▼

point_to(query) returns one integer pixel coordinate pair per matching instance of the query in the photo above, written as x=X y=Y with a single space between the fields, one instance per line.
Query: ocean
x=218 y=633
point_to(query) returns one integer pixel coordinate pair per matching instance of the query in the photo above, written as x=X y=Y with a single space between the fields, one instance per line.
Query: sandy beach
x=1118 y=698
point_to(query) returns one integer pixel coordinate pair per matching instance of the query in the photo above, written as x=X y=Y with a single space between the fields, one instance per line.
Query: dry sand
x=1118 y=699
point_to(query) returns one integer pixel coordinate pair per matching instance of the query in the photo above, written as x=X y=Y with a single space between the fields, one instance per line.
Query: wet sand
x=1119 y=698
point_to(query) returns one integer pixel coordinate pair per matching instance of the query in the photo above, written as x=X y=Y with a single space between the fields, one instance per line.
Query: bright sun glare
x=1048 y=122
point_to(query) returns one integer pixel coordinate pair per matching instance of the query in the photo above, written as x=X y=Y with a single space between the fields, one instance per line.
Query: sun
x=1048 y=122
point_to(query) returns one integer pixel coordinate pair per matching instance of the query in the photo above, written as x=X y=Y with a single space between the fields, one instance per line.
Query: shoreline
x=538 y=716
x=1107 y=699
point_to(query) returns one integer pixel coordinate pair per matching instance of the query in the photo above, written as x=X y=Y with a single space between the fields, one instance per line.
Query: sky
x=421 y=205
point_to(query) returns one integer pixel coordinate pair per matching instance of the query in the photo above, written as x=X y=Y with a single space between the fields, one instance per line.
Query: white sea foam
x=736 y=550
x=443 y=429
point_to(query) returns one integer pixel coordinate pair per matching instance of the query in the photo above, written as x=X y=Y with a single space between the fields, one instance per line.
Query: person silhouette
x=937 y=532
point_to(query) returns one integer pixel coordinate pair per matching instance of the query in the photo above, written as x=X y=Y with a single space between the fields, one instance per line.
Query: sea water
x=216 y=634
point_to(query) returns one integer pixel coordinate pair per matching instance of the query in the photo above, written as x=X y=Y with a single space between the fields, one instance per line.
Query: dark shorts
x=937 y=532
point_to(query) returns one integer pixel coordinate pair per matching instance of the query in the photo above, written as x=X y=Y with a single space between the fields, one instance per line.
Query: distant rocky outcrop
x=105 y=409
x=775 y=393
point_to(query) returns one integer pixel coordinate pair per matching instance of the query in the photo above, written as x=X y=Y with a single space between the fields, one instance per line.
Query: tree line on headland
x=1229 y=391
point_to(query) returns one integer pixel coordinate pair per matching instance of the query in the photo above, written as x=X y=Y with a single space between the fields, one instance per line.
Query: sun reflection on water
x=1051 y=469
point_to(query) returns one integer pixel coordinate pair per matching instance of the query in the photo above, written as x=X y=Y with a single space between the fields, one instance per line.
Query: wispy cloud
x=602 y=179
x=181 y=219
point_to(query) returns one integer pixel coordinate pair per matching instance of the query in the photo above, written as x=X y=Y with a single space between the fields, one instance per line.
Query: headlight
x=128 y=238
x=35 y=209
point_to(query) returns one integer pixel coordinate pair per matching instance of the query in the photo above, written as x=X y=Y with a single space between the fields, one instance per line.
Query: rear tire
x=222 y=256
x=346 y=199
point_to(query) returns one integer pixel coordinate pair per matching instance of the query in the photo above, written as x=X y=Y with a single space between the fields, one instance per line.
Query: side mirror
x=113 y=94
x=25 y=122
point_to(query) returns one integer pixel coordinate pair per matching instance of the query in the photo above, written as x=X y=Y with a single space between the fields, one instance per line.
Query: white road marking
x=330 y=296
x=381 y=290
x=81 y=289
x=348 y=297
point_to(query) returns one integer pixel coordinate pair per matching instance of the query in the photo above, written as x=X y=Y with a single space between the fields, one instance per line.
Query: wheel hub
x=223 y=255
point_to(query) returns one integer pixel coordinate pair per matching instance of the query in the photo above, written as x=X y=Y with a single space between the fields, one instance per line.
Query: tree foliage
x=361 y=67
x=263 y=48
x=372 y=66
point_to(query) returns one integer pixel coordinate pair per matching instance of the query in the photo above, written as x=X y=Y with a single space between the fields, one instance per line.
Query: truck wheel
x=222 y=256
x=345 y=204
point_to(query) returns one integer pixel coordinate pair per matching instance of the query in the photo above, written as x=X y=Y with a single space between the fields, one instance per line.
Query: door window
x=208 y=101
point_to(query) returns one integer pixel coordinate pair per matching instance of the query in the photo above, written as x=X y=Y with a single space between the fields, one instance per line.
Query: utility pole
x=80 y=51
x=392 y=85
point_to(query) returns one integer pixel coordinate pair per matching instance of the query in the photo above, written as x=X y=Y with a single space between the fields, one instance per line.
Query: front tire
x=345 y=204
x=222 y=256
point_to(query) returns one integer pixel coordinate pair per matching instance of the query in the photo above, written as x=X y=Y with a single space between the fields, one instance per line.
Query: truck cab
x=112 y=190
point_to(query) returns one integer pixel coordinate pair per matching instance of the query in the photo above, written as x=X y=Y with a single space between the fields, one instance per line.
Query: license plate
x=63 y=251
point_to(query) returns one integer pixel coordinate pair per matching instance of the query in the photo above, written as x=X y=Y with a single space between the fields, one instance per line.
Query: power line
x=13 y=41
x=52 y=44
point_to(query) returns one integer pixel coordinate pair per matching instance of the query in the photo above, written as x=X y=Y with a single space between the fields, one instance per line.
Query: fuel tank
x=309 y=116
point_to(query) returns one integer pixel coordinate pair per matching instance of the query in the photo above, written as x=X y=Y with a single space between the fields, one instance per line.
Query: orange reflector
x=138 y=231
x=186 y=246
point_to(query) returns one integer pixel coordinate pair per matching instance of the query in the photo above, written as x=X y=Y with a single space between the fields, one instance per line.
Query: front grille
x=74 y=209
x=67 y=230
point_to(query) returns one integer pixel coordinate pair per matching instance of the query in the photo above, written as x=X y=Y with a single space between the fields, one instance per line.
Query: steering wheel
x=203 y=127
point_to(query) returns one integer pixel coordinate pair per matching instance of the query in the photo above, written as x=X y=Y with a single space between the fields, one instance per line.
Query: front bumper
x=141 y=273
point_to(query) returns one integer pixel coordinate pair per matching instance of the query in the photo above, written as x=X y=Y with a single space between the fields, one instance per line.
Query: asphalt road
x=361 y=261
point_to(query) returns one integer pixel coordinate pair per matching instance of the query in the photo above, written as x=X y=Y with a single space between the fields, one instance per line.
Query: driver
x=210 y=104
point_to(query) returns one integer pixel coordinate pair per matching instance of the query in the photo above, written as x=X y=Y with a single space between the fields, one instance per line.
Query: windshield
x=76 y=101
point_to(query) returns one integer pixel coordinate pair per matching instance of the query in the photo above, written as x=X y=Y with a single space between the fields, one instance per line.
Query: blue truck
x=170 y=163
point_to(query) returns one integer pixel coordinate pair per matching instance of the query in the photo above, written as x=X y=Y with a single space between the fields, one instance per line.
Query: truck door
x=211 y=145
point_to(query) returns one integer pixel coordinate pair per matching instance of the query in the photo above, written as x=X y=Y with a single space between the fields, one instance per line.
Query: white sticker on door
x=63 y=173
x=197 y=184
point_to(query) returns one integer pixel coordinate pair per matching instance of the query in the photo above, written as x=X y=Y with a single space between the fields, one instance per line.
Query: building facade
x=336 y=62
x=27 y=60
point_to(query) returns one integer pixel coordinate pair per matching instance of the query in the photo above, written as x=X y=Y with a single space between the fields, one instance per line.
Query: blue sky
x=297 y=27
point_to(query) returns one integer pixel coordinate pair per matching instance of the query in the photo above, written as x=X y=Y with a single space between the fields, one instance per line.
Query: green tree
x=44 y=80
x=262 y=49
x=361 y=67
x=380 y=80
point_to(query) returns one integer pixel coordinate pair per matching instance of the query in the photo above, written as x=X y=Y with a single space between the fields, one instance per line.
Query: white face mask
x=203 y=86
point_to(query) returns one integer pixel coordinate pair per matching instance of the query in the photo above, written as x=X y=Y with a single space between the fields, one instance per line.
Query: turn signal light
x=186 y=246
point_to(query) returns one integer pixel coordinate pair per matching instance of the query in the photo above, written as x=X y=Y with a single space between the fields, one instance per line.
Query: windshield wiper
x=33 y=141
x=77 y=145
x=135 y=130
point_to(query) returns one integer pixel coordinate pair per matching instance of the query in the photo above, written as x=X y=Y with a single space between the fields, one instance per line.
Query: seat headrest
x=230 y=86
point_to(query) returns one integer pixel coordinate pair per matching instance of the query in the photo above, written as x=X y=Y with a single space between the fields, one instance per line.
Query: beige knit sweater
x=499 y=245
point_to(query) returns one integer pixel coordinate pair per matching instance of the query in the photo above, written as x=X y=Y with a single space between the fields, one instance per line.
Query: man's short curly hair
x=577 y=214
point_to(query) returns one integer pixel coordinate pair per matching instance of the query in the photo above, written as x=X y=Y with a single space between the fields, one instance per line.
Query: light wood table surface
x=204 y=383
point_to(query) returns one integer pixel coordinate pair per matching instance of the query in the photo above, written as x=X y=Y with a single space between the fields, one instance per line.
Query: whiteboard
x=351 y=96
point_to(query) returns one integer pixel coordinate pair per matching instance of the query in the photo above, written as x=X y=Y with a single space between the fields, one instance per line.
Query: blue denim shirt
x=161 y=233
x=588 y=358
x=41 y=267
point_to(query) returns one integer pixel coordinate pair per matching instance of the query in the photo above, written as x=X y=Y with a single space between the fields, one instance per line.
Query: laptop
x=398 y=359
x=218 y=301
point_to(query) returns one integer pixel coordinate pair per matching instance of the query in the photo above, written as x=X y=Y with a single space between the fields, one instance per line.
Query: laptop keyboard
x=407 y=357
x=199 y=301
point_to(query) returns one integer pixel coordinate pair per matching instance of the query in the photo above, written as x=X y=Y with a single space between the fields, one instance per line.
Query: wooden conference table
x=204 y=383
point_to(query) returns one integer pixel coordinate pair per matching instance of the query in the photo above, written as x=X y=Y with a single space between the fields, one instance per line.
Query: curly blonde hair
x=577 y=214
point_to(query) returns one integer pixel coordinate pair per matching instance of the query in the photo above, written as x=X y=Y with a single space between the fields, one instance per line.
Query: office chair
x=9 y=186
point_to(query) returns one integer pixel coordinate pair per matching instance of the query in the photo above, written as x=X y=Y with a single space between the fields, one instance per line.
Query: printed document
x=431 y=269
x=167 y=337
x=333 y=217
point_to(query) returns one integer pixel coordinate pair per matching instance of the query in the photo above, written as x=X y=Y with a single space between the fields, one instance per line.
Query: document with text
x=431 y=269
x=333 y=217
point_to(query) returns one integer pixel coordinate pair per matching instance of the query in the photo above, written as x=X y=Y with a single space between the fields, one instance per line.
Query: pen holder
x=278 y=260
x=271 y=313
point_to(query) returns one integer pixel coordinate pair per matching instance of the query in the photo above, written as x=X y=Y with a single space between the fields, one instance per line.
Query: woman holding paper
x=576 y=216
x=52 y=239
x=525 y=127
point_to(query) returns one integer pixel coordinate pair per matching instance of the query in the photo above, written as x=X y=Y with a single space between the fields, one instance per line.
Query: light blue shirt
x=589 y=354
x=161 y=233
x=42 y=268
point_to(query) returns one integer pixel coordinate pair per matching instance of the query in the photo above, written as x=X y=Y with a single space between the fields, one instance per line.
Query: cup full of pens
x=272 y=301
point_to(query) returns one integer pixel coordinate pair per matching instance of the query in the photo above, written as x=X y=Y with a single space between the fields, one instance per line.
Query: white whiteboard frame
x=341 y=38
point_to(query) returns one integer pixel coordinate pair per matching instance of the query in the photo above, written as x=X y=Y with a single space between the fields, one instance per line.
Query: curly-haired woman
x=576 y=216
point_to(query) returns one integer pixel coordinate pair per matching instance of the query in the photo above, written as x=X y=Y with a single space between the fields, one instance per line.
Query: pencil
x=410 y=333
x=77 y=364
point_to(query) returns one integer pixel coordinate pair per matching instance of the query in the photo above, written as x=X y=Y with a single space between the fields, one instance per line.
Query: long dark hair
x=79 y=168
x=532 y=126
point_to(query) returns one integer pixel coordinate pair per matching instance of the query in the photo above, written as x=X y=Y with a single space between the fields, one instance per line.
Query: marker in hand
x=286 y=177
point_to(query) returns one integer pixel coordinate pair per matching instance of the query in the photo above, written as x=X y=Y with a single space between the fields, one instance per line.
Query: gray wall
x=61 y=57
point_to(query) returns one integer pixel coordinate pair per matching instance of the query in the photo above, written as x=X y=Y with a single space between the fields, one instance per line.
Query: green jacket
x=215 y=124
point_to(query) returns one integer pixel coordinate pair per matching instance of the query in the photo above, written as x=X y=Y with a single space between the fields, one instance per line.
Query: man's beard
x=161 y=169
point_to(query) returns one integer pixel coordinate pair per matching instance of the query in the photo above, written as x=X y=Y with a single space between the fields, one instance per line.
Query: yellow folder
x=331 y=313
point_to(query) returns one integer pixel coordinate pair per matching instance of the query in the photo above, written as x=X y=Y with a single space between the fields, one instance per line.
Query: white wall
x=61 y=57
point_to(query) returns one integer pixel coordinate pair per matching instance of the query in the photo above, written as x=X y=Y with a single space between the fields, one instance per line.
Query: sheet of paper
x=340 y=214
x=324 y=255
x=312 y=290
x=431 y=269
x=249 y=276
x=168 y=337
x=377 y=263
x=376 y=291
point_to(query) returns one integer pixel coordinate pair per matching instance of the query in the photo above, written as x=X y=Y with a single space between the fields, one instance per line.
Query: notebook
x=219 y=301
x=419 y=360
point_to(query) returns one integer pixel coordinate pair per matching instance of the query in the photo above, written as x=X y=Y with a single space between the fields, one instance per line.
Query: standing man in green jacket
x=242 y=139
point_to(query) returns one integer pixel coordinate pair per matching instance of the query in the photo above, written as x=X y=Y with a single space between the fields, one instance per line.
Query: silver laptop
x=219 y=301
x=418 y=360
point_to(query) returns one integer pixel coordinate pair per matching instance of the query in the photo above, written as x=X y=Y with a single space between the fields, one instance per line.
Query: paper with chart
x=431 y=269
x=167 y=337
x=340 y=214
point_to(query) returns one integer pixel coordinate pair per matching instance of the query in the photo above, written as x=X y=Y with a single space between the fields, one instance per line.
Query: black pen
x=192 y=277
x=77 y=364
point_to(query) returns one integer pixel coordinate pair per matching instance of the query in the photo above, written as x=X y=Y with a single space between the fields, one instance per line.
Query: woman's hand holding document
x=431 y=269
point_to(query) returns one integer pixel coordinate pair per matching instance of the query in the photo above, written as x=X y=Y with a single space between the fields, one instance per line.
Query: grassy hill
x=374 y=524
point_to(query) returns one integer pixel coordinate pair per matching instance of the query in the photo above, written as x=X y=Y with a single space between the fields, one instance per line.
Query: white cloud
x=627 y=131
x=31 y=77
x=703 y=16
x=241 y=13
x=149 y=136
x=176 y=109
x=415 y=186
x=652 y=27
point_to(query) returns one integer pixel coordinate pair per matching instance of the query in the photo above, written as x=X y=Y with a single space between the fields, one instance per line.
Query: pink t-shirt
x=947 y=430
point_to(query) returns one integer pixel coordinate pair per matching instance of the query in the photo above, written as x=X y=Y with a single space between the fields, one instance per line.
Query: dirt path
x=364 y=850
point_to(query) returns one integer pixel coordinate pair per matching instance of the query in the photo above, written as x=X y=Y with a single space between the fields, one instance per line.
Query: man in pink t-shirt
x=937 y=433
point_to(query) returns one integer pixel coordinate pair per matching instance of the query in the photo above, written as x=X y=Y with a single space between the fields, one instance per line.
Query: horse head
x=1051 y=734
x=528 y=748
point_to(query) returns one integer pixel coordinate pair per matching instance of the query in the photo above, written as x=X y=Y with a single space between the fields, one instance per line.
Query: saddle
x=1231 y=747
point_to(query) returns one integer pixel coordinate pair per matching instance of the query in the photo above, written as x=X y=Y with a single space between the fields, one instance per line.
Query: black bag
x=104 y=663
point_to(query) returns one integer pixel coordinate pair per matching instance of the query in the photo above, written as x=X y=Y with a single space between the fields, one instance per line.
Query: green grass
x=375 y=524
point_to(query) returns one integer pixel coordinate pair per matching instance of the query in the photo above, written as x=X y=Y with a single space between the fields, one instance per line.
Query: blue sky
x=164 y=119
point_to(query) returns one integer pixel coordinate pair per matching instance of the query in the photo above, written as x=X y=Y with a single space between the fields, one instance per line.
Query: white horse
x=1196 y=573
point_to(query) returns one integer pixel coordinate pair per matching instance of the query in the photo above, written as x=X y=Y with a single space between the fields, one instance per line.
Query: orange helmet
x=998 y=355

▲

EXERCISE AIM: Copy the listing above word for word, starting with its very first line and going on through the line that contains "x=218 y=633".

ANSWER TO THE PROBLEM:
point_to(query) returns one integer pixel coordinate pair per matching instance of the query in the photo above, written as x=X y=Y with a single space between the fields, one instance per line.
Query: ocean
x=218 y=633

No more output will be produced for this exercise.